## Short task 1
Filter the rows below and copy each one that contains the word "sidewalk", matching its case exactly.

## Quoted text
────────────────────────────────────────
I don't like black and white arguments. Of course, benchmarks matter if they are used and interpreted correctly. Conversely, all those "real world" anecdotes that are so popular here are often (a) biased (b) from uncontrolled tests and unmeasured; (c) from, sometimes, people who don't understand the device or the software; or (d) from configurations that don't reflect what the phone is doing (or not doing), only what other things in the configuration are doing to affect it. Benchmarks avoid subjectivity and bias and they control for results by eliminating other possible causes. Conversely, from reading this forum at times, for example--I'm remembering the headline of one thread--the S4 must be a total failure, an "overrated lag machine." That is a completely deceptive comment that misleads in terms of depicting how fast this phone really is. Frankly, the benchmark tests, even as exaggerated, were a lot more accurate in conveying the real truth of how fast this phone is than comments like that. And it is lightning fast. If I didn't come to this forum, I wouldn't have known I should be complaining about it. :)

Which brings up the next, related point. While I've expressed annoyance at ANY manipulation just on principle, the bottom lines here are that
(a) this seems to be "par for the course" marketing; and
(b) the picture painted by the benchmark results is pretty much consistent with the phone's performance in the real world.
────────────────────────────────────────
## Records
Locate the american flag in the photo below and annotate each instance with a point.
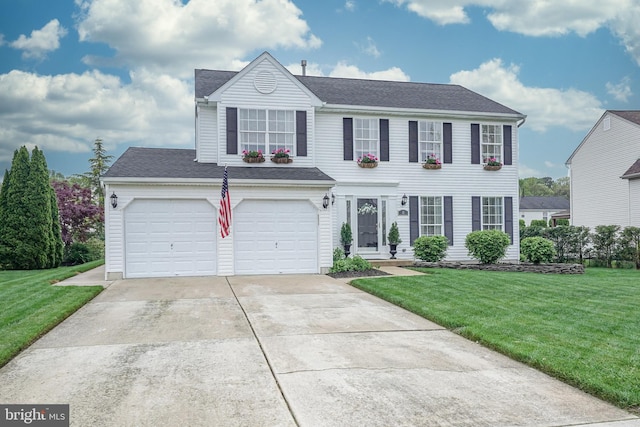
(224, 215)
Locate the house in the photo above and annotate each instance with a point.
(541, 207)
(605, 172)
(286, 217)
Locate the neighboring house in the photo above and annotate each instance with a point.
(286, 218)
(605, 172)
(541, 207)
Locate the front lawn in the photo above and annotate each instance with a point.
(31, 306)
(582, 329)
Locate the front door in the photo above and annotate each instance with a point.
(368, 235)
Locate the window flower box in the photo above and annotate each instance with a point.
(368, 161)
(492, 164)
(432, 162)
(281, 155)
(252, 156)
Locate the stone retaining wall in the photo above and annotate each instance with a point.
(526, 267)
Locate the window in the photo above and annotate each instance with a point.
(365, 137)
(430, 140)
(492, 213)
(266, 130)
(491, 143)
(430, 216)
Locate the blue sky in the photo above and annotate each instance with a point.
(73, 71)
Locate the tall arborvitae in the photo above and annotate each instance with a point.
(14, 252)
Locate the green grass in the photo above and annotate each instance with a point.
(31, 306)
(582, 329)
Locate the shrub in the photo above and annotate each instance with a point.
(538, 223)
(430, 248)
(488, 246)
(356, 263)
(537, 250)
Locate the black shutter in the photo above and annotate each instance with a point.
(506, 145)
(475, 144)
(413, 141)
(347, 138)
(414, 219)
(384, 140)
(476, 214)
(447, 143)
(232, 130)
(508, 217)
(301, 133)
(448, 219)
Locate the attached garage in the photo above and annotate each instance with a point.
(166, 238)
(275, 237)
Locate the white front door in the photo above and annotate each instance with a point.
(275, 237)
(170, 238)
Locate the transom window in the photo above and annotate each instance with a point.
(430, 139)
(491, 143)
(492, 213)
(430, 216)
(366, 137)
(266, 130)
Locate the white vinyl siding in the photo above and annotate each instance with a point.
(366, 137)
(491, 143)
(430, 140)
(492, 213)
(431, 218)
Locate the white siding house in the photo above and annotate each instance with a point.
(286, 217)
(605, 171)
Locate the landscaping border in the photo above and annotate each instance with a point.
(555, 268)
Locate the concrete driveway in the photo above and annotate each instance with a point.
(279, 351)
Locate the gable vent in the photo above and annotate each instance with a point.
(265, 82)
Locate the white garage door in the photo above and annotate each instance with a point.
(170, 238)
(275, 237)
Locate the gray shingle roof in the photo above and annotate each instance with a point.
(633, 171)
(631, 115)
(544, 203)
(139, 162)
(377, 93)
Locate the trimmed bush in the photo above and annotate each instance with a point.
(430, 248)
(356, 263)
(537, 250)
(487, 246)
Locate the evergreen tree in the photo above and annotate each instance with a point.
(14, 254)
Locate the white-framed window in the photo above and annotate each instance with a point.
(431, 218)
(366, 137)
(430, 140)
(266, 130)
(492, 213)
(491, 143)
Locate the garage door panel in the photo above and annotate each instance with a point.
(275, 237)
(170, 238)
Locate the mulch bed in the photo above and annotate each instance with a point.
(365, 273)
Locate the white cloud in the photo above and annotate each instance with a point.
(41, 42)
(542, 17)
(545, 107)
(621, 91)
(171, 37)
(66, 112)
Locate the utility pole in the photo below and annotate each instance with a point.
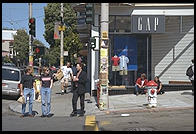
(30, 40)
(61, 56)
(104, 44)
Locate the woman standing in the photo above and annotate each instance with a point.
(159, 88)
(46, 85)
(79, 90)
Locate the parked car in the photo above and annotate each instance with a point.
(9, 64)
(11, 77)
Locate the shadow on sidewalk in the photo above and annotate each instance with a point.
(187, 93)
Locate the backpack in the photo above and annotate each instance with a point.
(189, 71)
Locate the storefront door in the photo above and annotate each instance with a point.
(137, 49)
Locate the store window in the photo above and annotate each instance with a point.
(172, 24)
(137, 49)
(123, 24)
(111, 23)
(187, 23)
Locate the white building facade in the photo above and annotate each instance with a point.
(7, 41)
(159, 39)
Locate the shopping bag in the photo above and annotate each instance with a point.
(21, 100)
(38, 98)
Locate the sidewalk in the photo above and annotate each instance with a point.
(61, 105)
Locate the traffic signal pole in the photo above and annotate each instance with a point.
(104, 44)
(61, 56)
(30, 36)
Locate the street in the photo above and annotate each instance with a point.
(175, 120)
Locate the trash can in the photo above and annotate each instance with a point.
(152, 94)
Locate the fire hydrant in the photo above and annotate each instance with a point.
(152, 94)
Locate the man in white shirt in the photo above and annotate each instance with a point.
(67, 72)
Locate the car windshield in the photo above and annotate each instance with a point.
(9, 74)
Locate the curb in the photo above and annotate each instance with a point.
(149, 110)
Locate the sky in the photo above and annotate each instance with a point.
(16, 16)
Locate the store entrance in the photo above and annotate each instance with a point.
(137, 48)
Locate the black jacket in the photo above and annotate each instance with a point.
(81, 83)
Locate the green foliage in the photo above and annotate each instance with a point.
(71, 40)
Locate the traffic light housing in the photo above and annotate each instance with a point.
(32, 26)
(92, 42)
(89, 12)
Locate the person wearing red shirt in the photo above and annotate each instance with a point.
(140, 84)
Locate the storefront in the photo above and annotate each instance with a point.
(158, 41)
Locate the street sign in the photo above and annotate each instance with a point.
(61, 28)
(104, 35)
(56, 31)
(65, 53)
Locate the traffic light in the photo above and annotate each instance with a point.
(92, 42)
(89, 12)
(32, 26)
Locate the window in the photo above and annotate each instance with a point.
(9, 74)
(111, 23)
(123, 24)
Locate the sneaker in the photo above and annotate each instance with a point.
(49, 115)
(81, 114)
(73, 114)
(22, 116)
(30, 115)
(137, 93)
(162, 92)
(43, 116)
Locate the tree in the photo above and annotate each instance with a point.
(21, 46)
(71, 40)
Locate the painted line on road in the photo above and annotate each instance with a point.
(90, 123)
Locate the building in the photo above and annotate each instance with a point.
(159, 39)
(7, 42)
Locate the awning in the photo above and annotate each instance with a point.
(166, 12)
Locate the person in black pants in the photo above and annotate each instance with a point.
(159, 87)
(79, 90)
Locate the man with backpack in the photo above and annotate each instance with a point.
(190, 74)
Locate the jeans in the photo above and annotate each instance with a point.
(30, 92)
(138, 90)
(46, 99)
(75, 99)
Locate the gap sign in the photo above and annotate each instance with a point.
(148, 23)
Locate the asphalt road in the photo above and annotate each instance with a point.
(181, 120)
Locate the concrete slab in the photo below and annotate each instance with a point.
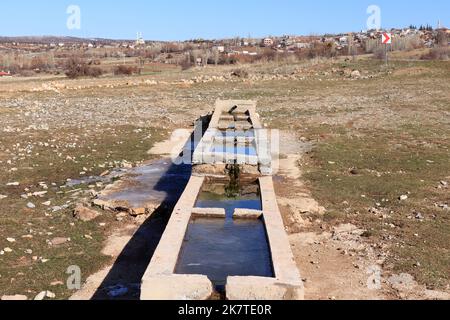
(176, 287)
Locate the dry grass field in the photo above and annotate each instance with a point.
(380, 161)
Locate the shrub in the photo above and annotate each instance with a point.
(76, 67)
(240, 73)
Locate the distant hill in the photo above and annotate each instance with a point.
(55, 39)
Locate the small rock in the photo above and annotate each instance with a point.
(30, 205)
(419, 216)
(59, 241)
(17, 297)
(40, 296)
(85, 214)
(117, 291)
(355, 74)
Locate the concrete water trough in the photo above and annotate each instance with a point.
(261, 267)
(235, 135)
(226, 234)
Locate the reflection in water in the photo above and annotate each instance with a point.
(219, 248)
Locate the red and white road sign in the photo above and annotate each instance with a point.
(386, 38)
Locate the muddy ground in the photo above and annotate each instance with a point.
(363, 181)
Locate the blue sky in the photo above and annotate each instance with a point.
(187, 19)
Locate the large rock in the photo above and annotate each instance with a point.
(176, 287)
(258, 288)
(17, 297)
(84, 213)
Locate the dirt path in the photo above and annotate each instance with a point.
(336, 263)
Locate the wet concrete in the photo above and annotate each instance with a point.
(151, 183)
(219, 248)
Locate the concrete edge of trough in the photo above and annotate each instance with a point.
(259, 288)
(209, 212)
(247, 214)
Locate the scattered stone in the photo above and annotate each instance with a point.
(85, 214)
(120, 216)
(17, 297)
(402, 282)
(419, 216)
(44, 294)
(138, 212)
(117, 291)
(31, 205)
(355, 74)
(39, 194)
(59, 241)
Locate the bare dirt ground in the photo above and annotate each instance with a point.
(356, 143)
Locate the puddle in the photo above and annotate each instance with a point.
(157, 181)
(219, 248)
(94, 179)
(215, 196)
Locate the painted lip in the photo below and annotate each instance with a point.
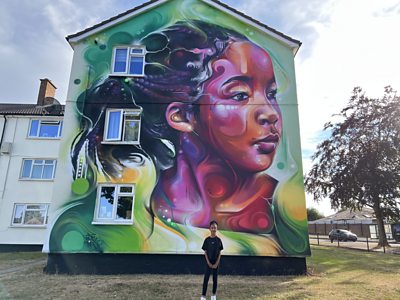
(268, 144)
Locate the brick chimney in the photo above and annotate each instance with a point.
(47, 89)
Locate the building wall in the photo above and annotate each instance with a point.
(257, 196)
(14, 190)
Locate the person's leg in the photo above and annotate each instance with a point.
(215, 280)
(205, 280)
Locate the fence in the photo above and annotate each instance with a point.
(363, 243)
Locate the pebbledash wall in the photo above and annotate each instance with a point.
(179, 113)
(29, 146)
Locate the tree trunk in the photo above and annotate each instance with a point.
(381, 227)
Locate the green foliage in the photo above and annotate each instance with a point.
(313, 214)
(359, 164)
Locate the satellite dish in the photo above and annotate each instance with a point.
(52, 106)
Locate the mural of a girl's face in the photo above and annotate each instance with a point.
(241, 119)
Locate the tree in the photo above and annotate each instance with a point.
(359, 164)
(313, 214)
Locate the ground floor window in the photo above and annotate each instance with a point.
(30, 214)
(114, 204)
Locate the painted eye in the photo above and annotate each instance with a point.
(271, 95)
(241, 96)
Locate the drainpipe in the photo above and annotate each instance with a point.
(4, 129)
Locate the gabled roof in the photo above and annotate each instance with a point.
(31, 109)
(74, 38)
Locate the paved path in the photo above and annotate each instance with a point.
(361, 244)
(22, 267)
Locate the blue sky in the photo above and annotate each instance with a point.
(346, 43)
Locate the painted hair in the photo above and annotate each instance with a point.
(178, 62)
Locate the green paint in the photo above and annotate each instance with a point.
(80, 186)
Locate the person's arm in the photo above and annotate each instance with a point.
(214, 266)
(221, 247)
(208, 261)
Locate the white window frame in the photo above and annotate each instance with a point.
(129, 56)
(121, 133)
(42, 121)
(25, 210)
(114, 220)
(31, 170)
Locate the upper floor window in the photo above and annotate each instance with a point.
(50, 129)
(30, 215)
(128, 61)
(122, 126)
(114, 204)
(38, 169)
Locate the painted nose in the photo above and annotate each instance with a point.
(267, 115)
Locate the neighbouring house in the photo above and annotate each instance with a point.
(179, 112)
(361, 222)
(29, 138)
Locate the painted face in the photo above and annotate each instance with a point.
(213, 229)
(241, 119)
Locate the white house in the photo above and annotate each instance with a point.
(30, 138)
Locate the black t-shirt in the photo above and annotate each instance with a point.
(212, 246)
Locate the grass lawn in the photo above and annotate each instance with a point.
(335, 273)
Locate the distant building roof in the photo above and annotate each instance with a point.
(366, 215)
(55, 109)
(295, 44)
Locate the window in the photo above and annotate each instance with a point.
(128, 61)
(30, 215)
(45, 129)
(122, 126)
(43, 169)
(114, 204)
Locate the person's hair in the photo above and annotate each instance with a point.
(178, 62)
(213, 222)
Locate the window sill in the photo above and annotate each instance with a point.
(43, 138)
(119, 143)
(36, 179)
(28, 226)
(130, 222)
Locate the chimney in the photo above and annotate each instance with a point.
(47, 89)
────────────────────────────────────────
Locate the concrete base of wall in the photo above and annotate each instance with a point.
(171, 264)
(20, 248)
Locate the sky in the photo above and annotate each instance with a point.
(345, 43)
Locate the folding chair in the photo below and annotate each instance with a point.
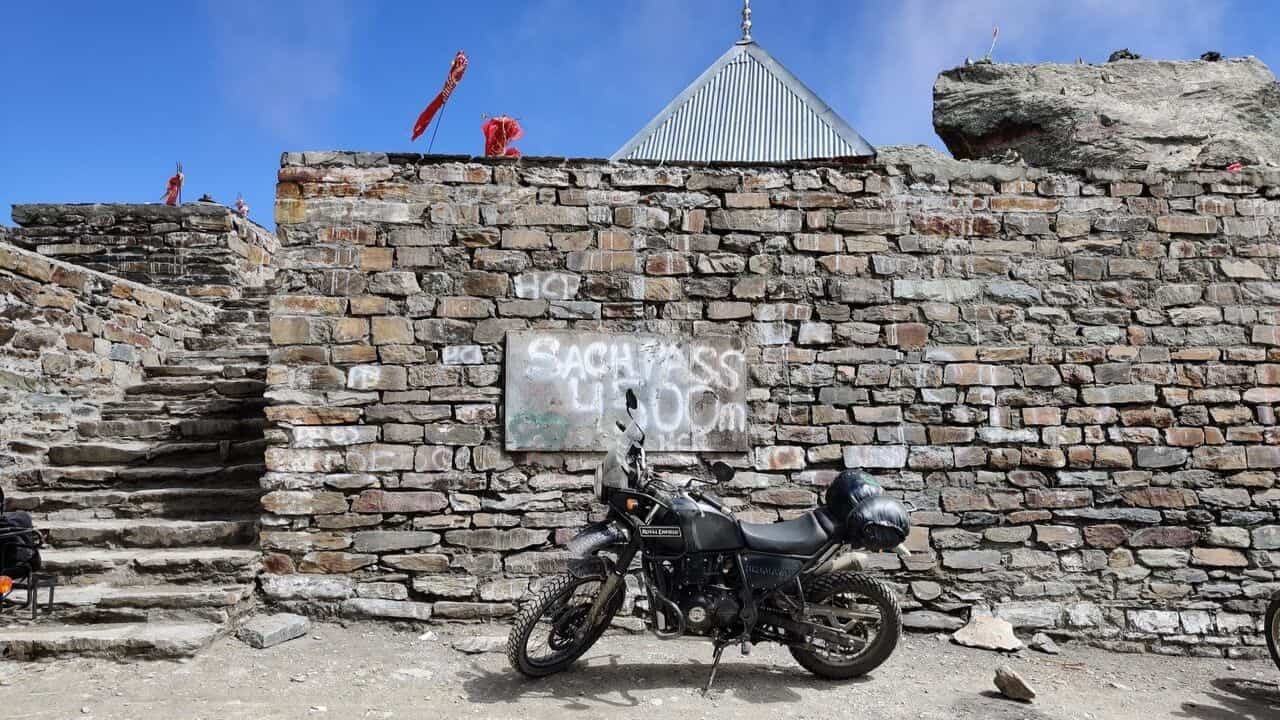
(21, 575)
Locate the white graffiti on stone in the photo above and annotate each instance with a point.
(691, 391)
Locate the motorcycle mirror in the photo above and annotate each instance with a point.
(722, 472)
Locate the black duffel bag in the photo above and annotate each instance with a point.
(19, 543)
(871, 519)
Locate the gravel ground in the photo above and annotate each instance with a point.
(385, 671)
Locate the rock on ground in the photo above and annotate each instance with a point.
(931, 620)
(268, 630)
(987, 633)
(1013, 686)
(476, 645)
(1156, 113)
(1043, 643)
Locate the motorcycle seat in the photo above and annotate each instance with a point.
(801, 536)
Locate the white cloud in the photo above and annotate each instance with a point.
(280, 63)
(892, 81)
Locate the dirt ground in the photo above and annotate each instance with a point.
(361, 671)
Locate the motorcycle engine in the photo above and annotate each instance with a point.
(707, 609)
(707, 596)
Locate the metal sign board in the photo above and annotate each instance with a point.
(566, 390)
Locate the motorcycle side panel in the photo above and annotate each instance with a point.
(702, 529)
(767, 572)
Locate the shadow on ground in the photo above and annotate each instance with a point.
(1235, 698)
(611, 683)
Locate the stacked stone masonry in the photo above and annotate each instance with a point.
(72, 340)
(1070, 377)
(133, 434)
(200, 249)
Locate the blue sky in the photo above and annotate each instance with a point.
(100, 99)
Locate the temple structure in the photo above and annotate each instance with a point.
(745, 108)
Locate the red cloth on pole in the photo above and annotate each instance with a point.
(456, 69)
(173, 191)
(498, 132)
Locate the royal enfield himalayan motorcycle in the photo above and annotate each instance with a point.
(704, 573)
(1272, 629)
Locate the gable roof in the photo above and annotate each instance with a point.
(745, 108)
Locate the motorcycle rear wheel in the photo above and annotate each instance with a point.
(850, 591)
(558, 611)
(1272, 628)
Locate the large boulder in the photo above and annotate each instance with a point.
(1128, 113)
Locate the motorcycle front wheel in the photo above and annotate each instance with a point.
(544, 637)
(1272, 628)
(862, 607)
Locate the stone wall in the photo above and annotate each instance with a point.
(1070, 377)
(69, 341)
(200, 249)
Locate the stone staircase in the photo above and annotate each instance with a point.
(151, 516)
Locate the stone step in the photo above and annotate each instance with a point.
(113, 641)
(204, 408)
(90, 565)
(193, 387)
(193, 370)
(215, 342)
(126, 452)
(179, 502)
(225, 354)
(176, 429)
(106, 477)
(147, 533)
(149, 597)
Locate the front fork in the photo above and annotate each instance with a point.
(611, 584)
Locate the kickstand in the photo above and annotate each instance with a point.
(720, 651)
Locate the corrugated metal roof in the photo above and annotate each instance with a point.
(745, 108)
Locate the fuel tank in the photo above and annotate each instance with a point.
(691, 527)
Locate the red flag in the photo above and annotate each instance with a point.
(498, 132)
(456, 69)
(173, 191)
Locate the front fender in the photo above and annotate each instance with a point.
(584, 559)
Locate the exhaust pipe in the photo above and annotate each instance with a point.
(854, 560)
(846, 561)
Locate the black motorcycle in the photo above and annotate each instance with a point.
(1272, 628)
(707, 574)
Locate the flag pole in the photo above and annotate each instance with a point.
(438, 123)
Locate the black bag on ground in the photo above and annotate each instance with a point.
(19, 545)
────────────────────────────────────────
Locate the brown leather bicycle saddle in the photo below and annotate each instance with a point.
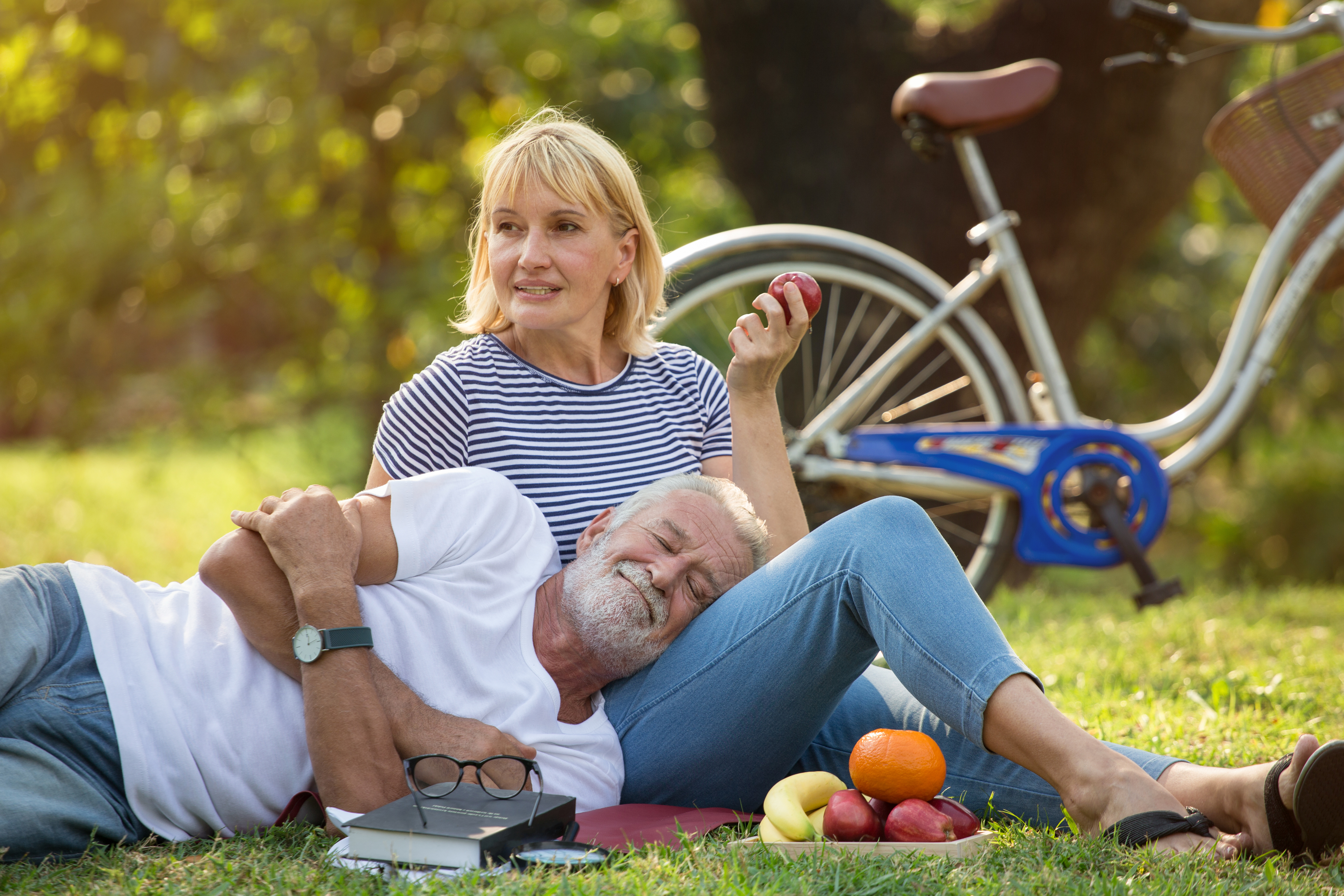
────────────────────────────────────────
## Short task 2
Resume the post on phone benchmarks, starting after its last sentence.

## Expected answer 1
Locate the shadow on sidewalk in the photo above and annotate each instance with a point.
Locate the sidewalk in the photo above and annotate each instance with a point.

## Expected answer 2
In other words, the marketing message conveys an essentially correct message even if obscure details are exaggerated. The phone is simply blazing fast. It makes my last HTC look like a 1999 model. It makes my Asus tablet look like it is 10 years out of date. It sometimes outperforms my XPS desktop. The benchmark marketing as such basically conveys, if you want to put it in Colbert fashion, a truthiness. They may've gone overboard. They may've played the marketing game. But the phone is blazing fast.

That's why the Samsung "fanboys" aren't so pissed off in this thread. We don't feel particularly ripped off. The phone performs as we expected a top of the line, super fast phone to perform in terms of speed gains. We don't really feel particularly misled in essential respects. We didn't, in other words, buy a Porsche only to find out that it is a Smart Car. Even if the specs may not be completely accurate, it's still a Porsche and has so much power to burn that it is hard not to be impressed with its acceleration.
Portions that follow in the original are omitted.